■ **Extrait du document**

┌────────

Soie – Alessandro Baricco

Titre original : Seta
Traduction : Françoise Brun
Folio, 1996, 142 pages

 
Les premières phrases :

Bien que son père eût imaginé pour lui un brillant avenir dans l’armée, Hervé Joncour avait fini par gagner sa vie grâce à une profession insolite, à laquelle n’étaient pas étrangers , par une singulière ironie, des traits à ce point aimables qu’ils trahissaient une vague inflexion féminine.
Pour vivre, Hervé Joncour achetait et vendait des vers à soie.
On était en 1861. Flaubert écrivait Salammbô, l’éclairage électrique n’était encore qu’une hypothèse et Abraham Lincoln, de l’autre côté de l’Océan, livrait une guerre dont il ne verrait pas la fin.
Hervé Joncour avait trente-deux ans.
Il achetait, et il vendait.
Des vers à soie.
 
L’histoire :

1861. Les élevages de vers à soie français sont contaminés par une épidémie dévastatrice, qui s’étend progressivement à l’Europe toute entière, ainsi qu’aux autres continents. Pour sauver le village de Lavilledieu, dont la prospérité économique repose entièrement sur le tissage de la soie, le jeune Hervé Joncour, 32 ans, entreprend un rocambolesque et hasardeux voyage vers le Japon, où il est encore possible de se procurer des oeufs sains. Il laisse derrière lui sa femme Hélène, laquelle attend patiemment son retour pendant les longs mois que durent le périple de son époux.

└────────

[Entrées d'un jeu de données]
┌────────

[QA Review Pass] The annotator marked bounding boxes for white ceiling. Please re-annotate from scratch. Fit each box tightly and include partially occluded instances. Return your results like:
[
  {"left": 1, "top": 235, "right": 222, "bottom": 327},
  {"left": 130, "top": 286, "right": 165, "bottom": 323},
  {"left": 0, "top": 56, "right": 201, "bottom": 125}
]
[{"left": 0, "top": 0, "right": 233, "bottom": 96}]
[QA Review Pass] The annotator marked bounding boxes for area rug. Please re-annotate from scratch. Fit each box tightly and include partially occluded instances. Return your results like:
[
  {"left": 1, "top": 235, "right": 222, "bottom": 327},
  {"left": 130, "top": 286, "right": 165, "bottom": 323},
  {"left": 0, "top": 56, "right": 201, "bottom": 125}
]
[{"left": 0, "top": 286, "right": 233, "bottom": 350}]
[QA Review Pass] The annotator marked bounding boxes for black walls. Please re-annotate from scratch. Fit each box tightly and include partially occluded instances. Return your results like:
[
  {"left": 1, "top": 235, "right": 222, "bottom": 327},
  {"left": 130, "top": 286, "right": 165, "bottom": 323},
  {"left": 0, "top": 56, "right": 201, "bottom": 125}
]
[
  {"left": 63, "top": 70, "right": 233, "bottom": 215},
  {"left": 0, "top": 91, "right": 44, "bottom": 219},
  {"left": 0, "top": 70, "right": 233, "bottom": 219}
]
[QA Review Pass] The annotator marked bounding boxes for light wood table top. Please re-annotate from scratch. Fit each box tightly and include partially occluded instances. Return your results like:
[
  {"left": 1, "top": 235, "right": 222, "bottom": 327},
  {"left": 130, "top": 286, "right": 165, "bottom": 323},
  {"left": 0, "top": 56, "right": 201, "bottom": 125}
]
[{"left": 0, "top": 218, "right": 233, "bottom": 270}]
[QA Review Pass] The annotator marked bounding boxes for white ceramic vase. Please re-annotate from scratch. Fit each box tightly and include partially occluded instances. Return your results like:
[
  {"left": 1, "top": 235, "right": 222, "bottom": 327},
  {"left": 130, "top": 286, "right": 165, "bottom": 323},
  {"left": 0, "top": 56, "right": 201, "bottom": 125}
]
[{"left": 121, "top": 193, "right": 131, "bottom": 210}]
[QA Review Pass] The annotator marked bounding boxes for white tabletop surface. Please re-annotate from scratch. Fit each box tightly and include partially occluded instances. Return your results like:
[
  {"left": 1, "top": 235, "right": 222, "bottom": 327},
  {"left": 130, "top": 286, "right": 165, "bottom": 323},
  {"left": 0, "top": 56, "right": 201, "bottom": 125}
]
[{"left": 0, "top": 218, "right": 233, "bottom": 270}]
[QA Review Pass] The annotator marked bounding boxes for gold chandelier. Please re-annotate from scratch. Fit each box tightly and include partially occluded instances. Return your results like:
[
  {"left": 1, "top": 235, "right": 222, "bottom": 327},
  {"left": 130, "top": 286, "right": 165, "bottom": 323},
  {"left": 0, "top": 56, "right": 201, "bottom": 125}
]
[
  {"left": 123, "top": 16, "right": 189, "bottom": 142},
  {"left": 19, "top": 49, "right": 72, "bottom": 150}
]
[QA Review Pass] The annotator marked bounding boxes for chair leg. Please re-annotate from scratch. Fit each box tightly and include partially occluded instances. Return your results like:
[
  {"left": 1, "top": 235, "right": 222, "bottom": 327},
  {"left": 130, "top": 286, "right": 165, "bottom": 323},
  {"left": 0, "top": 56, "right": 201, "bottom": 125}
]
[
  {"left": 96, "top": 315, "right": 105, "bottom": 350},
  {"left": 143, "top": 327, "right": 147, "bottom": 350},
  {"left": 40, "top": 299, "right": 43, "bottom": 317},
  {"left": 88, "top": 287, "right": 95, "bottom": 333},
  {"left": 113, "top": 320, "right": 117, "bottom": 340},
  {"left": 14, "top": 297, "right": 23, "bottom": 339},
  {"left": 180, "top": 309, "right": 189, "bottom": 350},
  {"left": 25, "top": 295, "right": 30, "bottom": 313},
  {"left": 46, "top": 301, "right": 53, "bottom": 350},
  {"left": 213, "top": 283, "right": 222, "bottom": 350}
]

└────────
┌────────

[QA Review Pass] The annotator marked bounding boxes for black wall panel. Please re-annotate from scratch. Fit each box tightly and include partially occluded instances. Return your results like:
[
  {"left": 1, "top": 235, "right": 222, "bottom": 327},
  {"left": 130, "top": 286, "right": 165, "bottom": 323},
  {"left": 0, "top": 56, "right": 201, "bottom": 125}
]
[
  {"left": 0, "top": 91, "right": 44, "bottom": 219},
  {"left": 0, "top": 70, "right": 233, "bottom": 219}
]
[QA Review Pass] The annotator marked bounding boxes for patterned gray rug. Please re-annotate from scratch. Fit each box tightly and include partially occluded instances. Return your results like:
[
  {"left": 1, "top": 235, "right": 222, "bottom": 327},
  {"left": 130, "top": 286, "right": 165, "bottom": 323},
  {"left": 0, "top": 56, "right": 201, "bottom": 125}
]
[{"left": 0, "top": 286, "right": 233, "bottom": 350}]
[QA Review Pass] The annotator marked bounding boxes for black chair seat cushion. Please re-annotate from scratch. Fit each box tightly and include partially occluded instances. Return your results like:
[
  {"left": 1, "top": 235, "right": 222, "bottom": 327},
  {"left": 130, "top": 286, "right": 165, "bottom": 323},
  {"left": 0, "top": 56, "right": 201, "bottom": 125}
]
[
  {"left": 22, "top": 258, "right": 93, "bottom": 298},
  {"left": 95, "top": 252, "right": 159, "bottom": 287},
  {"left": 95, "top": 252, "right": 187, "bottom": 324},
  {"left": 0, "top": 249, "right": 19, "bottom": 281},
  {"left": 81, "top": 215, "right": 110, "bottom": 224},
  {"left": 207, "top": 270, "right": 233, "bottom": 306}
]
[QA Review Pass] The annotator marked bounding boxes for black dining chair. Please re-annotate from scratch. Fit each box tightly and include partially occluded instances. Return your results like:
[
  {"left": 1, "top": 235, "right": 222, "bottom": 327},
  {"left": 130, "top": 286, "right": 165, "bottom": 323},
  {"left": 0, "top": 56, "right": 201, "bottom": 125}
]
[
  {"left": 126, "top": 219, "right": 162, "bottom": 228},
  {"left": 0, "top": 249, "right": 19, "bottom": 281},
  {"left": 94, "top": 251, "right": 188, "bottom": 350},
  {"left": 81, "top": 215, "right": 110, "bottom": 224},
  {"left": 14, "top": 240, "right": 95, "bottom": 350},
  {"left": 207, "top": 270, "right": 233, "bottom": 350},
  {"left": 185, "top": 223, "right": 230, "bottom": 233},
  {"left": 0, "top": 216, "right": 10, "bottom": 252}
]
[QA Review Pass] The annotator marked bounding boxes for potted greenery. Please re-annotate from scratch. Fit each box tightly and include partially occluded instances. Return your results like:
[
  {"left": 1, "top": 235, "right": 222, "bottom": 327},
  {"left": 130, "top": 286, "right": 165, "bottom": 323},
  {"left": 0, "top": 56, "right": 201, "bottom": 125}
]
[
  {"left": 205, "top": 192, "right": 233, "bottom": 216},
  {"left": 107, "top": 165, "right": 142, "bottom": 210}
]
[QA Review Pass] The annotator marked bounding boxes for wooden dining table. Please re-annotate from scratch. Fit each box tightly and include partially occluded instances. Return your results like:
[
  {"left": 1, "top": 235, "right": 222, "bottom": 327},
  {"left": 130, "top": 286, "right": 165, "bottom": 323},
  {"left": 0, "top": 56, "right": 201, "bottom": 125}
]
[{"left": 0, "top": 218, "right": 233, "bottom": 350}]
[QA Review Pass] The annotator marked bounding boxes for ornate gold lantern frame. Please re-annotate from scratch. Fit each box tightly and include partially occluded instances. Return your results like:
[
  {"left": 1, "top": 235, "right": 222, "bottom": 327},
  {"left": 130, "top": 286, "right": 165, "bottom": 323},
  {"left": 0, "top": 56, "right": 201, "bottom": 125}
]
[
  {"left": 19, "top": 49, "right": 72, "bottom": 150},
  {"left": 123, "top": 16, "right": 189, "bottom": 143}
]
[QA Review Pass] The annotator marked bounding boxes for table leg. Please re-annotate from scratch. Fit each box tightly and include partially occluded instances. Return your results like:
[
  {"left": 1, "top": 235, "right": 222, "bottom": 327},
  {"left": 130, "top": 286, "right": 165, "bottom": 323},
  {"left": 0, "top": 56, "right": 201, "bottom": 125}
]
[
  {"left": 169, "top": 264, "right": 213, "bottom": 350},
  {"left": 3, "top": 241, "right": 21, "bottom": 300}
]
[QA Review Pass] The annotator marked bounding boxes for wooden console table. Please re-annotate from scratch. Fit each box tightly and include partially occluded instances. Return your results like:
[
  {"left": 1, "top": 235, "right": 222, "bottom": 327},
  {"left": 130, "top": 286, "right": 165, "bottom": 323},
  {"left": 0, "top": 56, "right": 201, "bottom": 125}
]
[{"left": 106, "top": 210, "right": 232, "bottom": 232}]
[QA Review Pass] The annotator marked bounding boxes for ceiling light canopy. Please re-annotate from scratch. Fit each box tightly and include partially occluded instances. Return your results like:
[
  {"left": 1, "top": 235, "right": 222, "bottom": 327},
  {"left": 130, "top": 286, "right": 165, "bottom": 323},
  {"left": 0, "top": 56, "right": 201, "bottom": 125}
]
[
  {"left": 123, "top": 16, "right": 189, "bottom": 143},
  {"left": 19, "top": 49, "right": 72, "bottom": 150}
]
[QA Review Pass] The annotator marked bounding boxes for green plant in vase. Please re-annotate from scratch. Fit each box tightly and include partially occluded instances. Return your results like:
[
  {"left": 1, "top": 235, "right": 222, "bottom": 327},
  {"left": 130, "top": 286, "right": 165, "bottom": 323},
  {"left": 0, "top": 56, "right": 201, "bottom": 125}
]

└────────

■ **Objectifs**
**A)** Condensez sous forme de liste le paragraphe de l'extrait qui commence par « 1861. Les élevages de vers à soie », en gardant ses faits principaux.
**B)** D'après l'extrait, pourquoi Hervé Joncour entreprend-il un voyage vers le Japon ? Répondez en une à trois phrases.

■ **Solutions proposées**
**A)**
- En 1861, une épidémie dévastatrice contamine les élevages français de vers à soie et s'étend à toute l'Europe et aux autres continents.
- Pour sauver Lavilledieu, dont la prospérité repose entièrement sur le tissage de la soie, Hervé Joncour, 32 ans, part pour le Japon, où l'on peut encore se procurer des œufs sains.
- Sa femme Hélène attend patiemment son retour pendant les longs mois du voyage.

**B)** Une épidémie a contaminé les élevages de vers à soie français, alors que la prospérité de Lavilledieu repose entièrement sur le tissage de la soie. Hervé Joncour part donc au Japon pour sauver le village, car il est encore possible de s'y procurer des œufs sains.